**提示文:**
******************************

図4 スター構成敷設の場合の最適構成図5 リング構成敷設の場合の最適構成

 通信網を階層的に構築する場合,全体が最適となるには各階層を最適にする必要がある.そこで,階層構成された通信網の一部を取り出し,局所的な最適構成について検討を行った.図6の交換局配置モデル,図7の人口分布モデル,表1のトラヒックモデルにおいて,メッシュ,スター,リング,マルチリング,デルタスターの各トポロジーを用いて網構成を行った場合の網構成コストを算出した.

図6 小エリア交換局配置モデル図7 小エリア人口分布モデル

 トラヒックモデル1の結果を図8に,同モデル2の結果を図9に示す.横軸は光ファイバ156Mbps,1m当りのコストに対する交換機156Mbpsポート当りのコスト比,縦軸はスター構成の網構成コストを1とした場合の相対コストである.なお,敷設網は既知とし,マルチキャスト通信サービスの受信確率は幾何分布を仮定する.図から,デルタスター構成は他のトポロジーに比して最も網構成コストを抑えることが可能であることがわかる.また,マルチキャスト通信のサービス数が増加した場合にデルタスター構成の優位性が増加していることから,デルタスター構成はマルチキャスト通信に適していると結論できる.

******************************

(元データ)

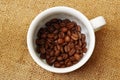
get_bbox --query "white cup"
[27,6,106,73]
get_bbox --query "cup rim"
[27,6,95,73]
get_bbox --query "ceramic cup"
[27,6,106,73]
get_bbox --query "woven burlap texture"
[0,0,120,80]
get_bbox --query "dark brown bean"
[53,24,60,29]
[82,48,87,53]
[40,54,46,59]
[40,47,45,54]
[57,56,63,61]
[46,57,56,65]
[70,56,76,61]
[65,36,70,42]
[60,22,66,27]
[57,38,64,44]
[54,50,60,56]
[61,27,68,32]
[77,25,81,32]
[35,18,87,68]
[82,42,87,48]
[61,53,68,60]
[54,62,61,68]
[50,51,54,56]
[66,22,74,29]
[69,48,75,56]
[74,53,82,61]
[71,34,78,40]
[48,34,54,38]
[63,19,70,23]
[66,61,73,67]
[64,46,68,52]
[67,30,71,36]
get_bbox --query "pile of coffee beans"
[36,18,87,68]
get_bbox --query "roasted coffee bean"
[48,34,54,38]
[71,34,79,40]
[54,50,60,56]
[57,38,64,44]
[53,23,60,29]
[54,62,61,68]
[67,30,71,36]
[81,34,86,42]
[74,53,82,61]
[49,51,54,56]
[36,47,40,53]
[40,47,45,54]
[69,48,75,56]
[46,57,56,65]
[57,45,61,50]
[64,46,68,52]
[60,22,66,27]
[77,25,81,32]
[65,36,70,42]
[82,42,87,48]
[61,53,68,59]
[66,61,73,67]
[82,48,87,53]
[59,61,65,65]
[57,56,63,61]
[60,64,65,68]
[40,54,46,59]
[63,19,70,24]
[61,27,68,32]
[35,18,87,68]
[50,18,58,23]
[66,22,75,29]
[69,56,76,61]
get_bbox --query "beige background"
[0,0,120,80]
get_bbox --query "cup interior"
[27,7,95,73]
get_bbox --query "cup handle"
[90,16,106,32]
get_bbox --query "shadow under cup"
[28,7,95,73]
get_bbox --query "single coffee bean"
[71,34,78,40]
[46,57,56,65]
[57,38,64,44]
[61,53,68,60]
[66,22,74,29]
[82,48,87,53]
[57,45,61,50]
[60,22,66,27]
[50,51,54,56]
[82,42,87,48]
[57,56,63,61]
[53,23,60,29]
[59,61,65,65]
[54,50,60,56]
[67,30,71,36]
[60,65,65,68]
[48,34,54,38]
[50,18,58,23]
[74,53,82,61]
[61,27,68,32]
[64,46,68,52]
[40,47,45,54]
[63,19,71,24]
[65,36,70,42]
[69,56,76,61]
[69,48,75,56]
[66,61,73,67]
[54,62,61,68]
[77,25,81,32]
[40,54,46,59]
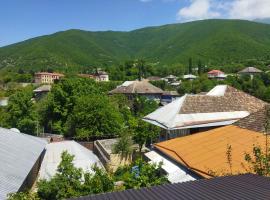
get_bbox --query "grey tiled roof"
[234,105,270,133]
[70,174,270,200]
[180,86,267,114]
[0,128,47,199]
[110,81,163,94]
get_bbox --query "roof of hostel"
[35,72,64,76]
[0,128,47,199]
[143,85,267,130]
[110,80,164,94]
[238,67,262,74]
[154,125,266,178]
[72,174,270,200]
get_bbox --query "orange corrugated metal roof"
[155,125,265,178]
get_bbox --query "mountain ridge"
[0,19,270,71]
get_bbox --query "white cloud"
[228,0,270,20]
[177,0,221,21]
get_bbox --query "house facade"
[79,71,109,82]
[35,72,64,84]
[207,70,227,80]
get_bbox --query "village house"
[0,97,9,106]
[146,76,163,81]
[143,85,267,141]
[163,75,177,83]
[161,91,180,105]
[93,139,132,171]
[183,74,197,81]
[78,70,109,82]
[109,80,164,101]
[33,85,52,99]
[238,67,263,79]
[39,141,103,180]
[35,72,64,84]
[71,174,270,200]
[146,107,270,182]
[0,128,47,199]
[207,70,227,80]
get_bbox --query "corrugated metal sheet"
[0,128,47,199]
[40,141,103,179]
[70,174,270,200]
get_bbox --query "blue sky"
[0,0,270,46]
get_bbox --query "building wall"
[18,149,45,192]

******************************

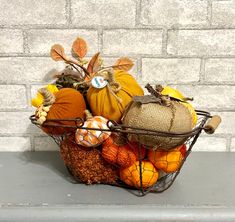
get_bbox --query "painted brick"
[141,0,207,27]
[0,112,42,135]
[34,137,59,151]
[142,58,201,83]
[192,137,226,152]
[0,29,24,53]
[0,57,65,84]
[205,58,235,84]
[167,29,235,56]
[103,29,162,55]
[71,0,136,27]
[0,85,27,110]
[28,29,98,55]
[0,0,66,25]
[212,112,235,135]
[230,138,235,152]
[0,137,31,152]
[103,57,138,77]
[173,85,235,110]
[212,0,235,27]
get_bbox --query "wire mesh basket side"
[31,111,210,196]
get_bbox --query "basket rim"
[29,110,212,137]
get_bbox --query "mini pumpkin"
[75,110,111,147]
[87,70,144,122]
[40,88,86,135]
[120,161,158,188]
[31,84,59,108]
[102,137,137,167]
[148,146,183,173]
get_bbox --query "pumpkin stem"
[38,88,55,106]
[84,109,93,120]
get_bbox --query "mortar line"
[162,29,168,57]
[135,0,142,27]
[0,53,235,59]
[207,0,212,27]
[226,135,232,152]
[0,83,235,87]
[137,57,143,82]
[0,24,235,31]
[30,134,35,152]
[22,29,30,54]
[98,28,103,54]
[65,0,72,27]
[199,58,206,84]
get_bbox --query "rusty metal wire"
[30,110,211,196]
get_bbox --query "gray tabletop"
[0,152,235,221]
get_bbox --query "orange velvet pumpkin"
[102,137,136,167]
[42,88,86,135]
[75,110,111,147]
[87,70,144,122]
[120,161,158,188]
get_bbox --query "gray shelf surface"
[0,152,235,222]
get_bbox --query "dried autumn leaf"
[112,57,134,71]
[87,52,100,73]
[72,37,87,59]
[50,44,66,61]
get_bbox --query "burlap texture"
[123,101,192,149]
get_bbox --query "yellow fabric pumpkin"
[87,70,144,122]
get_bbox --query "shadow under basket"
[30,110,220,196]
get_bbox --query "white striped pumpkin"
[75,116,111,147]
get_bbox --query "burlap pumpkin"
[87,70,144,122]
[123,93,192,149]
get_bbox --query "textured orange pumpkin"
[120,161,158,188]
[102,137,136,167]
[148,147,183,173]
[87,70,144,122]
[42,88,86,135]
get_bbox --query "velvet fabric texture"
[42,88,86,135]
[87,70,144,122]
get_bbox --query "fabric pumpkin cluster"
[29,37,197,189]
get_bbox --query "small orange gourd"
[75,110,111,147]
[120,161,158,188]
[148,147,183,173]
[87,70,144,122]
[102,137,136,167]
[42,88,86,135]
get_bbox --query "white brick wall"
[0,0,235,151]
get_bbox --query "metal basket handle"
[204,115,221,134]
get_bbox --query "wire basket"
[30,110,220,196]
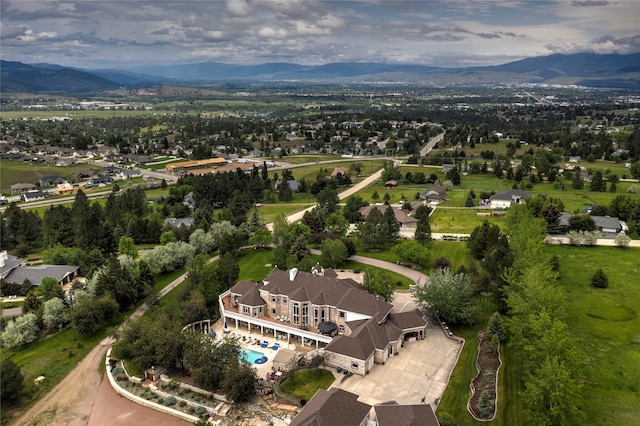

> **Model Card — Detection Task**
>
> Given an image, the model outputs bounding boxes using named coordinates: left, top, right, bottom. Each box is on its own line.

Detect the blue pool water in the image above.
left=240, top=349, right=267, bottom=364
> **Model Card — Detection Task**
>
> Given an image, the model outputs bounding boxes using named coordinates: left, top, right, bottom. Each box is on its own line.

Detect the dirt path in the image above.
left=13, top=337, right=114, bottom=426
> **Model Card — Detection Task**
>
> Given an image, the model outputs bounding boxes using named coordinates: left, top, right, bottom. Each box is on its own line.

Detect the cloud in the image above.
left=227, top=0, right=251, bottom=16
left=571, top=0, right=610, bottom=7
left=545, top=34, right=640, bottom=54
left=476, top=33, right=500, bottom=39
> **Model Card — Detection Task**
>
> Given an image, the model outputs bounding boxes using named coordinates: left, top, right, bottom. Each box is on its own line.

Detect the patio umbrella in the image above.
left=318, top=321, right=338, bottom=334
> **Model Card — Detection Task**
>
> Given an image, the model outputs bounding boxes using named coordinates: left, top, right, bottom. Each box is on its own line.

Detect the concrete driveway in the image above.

******************************

**取り組む課題:**
通信網の構成を扱った文章のうち、「通信網を階層的に構築する場合」で始まり「信に適していると結論できる.」で終わる箇所を、一字も変えずに書き写してください。

**解答例:**
通信網を階層的に構築する場合,全体が最適となるには各階層を最適にする必要がある.そこで,階層構成された通信網の一部を取り出し,局所的な最適構成について検討を行った.図6の交換局配置モデル,図7の人口分布モデル,表1のトラヒックモデルにおいて,メッシュ,スター,リング,マルチリング,デルタスターの各トポロジーを用いて網構成を行った場合の網構成コストを算出した.

図6 小エリア交換局配置モデル図7 小エリア人口分布モデル

 トラヒックモデル1の結果を図8に,同モデル2の結果を図9に示す.横軸は光ファイバ156Mbps,1m当りのコストに対する交換機156Mbpsポート当りのコスト比,縦軸はスター構成の網構成コストを1とした場合の相対コストである.なお,敷設網は既知とし,マルチキャスト通信サービスの受信確率は幾何分布を仮定する.図から,デルタスター構成は他のトポロジーに比して最も網構成コストを抑えることが可能であることがわかる.また,マルチキャスト通信のサービス数が増加した場合にデルタスター構成の優位性が増加していることから,デルタスター構成はマルチキャスト通信に適していると結論できる.